List each line of the rows below that contains the word "every".

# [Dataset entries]
==============================

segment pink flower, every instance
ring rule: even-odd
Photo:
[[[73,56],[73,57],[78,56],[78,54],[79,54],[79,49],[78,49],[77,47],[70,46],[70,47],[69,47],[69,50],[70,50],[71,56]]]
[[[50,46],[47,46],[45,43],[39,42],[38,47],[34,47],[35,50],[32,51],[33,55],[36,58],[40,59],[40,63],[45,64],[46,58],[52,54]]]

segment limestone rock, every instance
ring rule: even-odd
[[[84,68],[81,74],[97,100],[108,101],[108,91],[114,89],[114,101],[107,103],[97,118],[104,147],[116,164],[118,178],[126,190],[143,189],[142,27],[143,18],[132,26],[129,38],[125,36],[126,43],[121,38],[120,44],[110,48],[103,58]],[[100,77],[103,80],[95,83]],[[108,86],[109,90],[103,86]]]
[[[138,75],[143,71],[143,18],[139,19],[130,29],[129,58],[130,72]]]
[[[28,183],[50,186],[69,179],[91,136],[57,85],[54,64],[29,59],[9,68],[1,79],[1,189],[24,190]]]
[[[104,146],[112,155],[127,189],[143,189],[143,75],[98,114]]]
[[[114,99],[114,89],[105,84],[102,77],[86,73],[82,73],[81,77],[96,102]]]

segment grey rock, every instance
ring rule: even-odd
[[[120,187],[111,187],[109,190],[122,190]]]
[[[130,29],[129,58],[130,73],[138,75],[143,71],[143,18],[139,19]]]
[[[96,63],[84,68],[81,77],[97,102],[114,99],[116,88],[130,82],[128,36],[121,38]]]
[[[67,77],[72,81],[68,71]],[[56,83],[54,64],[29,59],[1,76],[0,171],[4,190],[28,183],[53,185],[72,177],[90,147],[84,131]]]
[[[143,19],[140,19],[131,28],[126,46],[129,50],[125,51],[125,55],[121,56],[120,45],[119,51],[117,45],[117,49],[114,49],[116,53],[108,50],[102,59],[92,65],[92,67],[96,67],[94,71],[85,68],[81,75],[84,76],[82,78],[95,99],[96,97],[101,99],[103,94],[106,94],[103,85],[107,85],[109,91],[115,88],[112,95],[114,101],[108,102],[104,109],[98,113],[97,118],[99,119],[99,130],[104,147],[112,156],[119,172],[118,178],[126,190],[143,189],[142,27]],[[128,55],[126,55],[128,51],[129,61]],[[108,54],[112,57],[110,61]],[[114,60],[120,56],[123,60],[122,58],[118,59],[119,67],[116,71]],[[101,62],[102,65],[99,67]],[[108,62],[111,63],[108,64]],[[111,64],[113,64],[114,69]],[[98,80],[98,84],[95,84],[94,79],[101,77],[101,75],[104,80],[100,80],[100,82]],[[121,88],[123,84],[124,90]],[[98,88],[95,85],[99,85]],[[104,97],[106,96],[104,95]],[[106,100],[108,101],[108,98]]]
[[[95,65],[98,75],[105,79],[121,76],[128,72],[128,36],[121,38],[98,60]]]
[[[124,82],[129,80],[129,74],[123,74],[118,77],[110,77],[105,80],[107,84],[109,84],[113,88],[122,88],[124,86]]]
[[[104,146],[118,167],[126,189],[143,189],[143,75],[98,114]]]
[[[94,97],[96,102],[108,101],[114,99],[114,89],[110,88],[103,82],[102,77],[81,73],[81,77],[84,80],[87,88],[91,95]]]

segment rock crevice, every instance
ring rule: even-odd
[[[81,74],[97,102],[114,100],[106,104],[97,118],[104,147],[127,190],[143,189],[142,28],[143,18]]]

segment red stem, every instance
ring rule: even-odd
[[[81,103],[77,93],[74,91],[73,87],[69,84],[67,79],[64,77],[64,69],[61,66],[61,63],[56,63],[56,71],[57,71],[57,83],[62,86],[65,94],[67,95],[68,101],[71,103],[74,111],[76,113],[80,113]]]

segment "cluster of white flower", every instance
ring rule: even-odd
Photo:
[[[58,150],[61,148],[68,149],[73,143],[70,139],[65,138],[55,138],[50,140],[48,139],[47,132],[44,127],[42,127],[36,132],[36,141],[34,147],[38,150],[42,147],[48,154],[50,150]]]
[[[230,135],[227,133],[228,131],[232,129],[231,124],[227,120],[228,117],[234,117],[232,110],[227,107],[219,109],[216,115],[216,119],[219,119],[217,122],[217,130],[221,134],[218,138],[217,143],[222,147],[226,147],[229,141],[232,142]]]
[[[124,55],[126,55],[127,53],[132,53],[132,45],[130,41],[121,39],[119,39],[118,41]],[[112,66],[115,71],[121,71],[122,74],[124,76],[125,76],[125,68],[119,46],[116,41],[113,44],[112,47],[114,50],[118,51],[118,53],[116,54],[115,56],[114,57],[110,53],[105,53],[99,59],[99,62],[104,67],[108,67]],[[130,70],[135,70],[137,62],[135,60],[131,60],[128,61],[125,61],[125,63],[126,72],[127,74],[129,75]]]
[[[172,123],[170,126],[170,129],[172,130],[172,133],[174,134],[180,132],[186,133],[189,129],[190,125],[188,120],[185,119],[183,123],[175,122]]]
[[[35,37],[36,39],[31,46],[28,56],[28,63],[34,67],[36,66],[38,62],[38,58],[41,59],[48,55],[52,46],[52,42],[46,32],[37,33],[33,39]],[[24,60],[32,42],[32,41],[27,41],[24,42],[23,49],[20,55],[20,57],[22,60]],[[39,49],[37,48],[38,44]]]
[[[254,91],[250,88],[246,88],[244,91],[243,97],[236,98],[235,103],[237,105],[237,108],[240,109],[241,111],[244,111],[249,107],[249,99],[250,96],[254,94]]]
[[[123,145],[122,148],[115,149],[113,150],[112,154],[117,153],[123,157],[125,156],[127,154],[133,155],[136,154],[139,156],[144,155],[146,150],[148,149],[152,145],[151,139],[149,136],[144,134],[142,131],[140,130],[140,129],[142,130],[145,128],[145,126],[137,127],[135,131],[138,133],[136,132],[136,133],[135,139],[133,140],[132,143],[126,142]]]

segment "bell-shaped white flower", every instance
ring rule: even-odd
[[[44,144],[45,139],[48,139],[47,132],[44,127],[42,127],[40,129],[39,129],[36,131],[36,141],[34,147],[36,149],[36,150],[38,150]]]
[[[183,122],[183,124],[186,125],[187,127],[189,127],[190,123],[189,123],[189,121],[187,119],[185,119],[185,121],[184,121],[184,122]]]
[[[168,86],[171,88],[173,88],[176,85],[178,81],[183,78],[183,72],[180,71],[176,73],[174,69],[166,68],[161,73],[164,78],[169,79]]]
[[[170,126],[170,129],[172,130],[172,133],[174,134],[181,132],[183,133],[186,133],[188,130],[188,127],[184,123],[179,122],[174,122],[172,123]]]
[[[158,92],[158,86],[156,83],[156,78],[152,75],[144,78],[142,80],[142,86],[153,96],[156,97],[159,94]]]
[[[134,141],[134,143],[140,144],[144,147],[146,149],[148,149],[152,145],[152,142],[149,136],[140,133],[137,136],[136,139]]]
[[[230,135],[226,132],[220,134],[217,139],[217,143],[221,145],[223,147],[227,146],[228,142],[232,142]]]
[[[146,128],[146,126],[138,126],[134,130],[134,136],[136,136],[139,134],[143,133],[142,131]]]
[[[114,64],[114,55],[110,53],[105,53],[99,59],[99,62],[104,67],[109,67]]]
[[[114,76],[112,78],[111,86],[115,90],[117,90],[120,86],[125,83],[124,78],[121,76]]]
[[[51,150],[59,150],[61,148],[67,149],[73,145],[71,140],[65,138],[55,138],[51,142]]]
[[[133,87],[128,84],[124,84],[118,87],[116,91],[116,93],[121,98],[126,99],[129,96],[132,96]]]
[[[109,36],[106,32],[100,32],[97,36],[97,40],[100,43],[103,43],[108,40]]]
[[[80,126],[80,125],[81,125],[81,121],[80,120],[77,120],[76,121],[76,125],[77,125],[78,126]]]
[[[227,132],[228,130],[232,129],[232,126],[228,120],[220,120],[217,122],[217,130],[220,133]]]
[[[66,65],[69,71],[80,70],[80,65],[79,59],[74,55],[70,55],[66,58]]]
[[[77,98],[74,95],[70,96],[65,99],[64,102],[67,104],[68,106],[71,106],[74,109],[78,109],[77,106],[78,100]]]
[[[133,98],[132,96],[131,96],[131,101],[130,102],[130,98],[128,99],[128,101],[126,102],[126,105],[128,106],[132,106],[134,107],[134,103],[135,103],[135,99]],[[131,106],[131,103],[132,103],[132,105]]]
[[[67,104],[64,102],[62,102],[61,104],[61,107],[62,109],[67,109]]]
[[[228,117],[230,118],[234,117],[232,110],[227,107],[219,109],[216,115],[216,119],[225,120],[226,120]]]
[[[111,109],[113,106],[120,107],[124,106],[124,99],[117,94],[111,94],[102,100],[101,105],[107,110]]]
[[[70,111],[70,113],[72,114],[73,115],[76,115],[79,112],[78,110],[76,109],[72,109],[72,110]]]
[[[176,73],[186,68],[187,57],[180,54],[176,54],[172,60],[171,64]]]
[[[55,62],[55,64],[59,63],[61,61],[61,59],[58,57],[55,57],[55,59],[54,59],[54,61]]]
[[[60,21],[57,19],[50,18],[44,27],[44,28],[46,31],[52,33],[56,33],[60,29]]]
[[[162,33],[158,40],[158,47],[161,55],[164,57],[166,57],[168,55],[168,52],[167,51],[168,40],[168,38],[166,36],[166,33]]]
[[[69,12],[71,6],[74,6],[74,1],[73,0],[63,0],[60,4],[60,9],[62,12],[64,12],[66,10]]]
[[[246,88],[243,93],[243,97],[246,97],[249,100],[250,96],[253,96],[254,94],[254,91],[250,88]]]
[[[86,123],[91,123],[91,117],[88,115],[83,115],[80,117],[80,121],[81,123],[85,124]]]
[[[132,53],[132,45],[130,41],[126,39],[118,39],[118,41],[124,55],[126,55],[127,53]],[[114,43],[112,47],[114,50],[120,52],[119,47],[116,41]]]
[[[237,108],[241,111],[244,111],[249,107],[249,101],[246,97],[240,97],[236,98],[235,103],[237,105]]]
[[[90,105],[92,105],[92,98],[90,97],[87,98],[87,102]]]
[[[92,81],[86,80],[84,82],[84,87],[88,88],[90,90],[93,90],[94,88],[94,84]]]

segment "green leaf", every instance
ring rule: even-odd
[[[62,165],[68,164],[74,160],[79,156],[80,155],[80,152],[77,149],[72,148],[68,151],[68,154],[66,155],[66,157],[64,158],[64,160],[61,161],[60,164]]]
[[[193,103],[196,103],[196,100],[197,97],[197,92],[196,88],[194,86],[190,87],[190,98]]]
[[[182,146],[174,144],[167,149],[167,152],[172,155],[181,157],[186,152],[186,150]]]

==============================

# [WRITTEN ANSWER]
segment pink flower, every instance
segment limestone rock, every instance
segment grey rock, every instance
segment rock crevice, every instance
segment red stem, every instance
segment "cluster of white flower", every instance
segment "bell-shaped white flower", every instance
segment "green leaf", every instance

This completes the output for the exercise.